▸ **WORK ORDER**: According to the source passage, how many rows of aronia bushes would be planted on the leased land?

▸ **SOURCE PASSAGE**:
-=-=-=-=-

According to Blazer Farmz’s proposal, “the aronia berry will only add to the biodiversity of our local produce and not be competitive. The new fruit should stimulate new business relationships in the food, health, beverage, and the wine industries.”
The berries would be raised organically on a 10-acre section of the land, with 56 rows of bushes between “wide lanes of grass,” creating, the proposal says, “a unique picturesque landscape similar to [a] grape vineyard, minus the trellises.”
The aronia farmers would create a reception and information area on the main floor of an existing barn. They said they would seek certification to use the kitchen for small-batch juicing and berry processing, and would share or lease it to other food producers as well.
A seasonal farm stand outside the barn would offer not only berries but other local foods. The berry farmers would also consider providing space to other local small food producers, Mr. Blazer said.
According to a letter from Dr. Eldon R. Everhart, a horticultural consultant provided as a reference, aronia has been a profitable crop in Eastern Europe for more than 75 years. Mr. Everhart, formerly of Iowa State University, which has helped promote the berry as a viable crop, predicted that in this country, aronia berry production will rival the cranberry and blueberry industries combined within the next few years. Aronia berries, he said, have more antioxidants than both of those fruits as well as grapes, acai berries, goji berries, and others.
The consultant cited Mr. Blazer’s experience in growing, marketing, and processing the berries, and said a new aronia farm here would “enhance the entire aronia industry.”
Also included in the proposal are a number of articles and research papers that address the growing production and use of aronia berries, and their properties. A bibliography of scientific publications includes articles about aronia’s possible therapeutic effect on cancer, diabetes, heart disease, and other ailments. A recent article from The New York Daily News describes aronia as a new “superfood” increasingly showing up in food products.
Mr. Blazer said this week that the berry production would be an “ecofriendly . . . low-impact type of farming” that could be a “win-win” and a “great story for the town.”
Also this week, a farmer involved in two of the competing bids to lease the Amagansett acreage sought to clarify his involvement in the South Fork Country Club’s proposal to use the majority of the site for a golf driving range. Ian Calder-Piedmonte, a partner in Balsam Farms of Amagansett, which has also proposed a joint use of the land with Amber Waves Farm and Britton Bistrian under the Bunker Hill Corner Farm Collaborative name, would farm some of the acreage under the golf club’s competing proposal, but said that his farm “is really not partners” in the golf club bid.
“The proposal was put forth by South Fork,” he said. “Balsam Farm doesn’t endorse the bid, except in that we have agreed to farm the agricultural area, and use part of the barn for agricultural use. We think our competing bid is a better use.”
The golf club’s submission maintains that since the resolution authorizing the purchase of the land stated it would be used for “the preservation of agricultural open space and recreation,” its proposal meets the town’s criteria. However, the town documents issued to prospective lessees invited proposals for use of the property “exclusively for agricultural purposes.”
Ms. Bistrian was appointed last Thursday, by a unanimous vote of the town board, as the manager of the property on a volunteer basis, until a lessee is chosen. She had performed that role for Putnam Bridge, the Connecticut developer that formerly owned the land.

-=-=-=-=-

▸ **THE DATA**:
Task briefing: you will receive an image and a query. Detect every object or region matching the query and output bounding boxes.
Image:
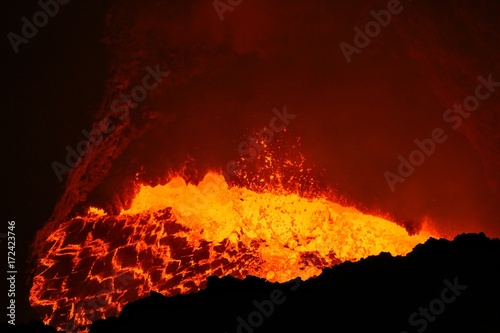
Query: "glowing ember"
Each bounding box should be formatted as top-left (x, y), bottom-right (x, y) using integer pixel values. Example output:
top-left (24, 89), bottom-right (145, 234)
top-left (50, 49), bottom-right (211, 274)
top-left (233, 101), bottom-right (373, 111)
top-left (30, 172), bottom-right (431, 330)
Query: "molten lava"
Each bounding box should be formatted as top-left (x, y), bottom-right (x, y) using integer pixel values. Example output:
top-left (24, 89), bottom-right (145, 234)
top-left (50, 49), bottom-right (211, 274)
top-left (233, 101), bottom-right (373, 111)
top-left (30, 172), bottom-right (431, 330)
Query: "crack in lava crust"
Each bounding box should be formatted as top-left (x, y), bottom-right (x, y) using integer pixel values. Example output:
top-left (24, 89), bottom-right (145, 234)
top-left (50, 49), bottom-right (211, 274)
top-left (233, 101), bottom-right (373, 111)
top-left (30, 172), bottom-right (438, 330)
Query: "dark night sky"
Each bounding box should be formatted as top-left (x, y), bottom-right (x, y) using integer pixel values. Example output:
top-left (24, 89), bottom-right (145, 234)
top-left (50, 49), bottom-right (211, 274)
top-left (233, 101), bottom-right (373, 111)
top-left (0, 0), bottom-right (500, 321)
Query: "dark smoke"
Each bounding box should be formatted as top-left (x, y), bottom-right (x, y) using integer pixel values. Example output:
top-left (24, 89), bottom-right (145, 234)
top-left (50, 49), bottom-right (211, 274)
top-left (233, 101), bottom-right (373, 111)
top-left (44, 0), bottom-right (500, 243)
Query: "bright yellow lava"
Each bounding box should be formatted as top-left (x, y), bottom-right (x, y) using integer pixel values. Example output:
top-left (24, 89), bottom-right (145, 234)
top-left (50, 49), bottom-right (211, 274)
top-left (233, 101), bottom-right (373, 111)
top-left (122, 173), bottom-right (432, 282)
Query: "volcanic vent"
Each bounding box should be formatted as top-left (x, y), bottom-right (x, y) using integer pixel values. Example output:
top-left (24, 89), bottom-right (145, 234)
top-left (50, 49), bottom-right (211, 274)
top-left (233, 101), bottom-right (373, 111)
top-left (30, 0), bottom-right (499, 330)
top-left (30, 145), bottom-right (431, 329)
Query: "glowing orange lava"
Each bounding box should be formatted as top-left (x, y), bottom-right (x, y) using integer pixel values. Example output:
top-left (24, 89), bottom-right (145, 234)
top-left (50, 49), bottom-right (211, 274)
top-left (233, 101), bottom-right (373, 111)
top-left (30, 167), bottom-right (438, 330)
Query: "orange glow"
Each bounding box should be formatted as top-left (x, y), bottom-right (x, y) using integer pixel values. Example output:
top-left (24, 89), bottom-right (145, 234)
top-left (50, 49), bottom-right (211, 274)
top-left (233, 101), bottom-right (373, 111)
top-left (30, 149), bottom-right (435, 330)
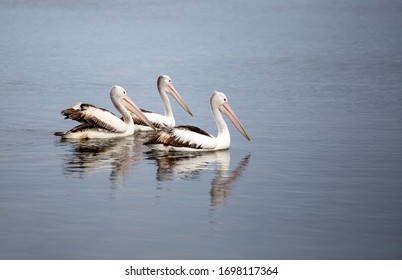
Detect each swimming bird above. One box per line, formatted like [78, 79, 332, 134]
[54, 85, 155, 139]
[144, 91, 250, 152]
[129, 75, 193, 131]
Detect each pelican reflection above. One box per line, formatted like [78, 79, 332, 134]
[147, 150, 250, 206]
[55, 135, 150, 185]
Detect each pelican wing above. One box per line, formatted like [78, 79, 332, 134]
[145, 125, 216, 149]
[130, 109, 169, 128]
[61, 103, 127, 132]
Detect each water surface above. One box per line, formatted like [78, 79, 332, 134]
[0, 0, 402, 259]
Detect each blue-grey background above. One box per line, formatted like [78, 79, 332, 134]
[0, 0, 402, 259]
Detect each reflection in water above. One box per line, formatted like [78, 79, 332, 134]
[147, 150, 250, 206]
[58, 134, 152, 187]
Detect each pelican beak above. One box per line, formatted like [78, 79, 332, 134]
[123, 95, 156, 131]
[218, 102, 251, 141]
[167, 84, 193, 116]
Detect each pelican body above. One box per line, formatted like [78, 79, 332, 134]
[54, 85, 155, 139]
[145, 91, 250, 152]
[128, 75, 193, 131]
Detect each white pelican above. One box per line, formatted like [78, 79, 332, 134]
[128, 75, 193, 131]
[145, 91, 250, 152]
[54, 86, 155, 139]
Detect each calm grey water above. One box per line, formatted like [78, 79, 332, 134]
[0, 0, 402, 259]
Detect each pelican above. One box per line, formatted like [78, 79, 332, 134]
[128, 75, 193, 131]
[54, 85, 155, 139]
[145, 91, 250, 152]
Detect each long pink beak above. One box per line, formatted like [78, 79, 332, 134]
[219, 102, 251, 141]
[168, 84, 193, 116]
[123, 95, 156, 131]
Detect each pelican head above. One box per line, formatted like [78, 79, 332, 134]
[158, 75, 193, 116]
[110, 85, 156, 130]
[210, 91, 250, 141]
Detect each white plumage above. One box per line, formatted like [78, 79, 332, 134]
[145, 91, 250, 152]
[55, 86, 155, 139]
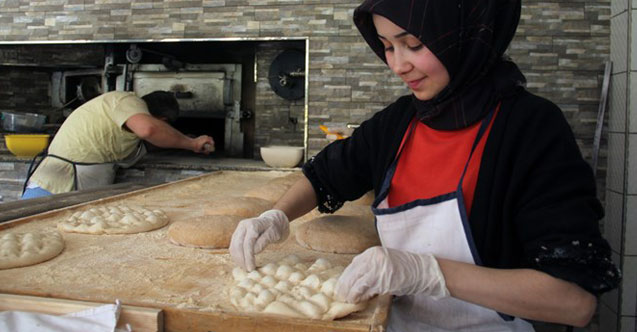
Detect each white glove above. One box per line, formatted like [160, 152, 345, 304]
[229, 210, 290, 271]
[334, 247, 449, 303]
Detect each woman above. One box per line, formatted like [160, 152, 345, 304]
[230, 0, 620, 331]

-=-=-=-=-

▸ **REPLY TO THE EXERCISE**: 56 rows